> EXERCISE DIRECTIONS
Rewrite every line of the listing below, requests included, and scale each pixel coordinate in the answers by 1.8, rounding to whole numbers with halves going up. Leave the requests and their format sample unchanged, and omit the pictures.

########################################

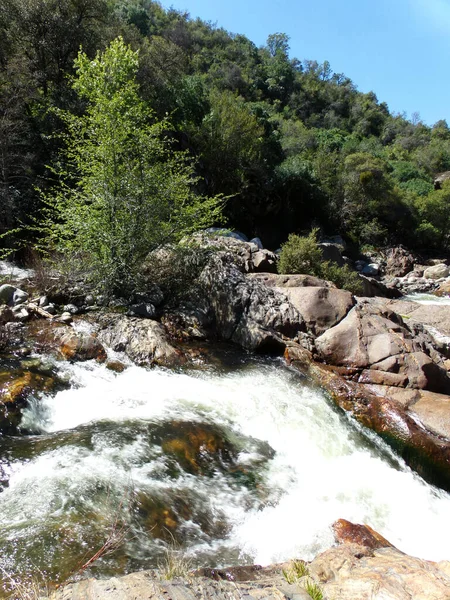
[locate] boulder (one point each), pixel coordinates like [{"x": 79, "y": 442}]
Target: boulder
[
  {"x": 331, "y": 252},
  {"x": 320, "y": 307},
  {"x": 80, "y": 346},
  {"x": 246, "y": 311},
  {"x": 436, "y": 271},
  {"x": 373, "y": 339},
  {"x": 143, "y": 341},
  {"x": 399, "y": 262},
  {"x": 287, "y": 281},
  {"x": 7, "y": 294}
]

########################################

> SOLUTION TO THE PROBLEM
[locate] boulder (one point each), pixel coordinates like [{"x": 79, "y": 442}]
Target: boulder
[
  {"x": 596, "y": 454},
  {"x": 576, "y": 553},
  {"x": 144, "y": 623},
  {"x": 443, "y": 560},
  {"x": 785, "y": 488},
  {"x": 671, "y": 610},
  {"x": 257, "y": 614},
  {"x": 718, "y": 472},
  {"x": 517, "y": 506},
  {"x": 13, "y": 529}
]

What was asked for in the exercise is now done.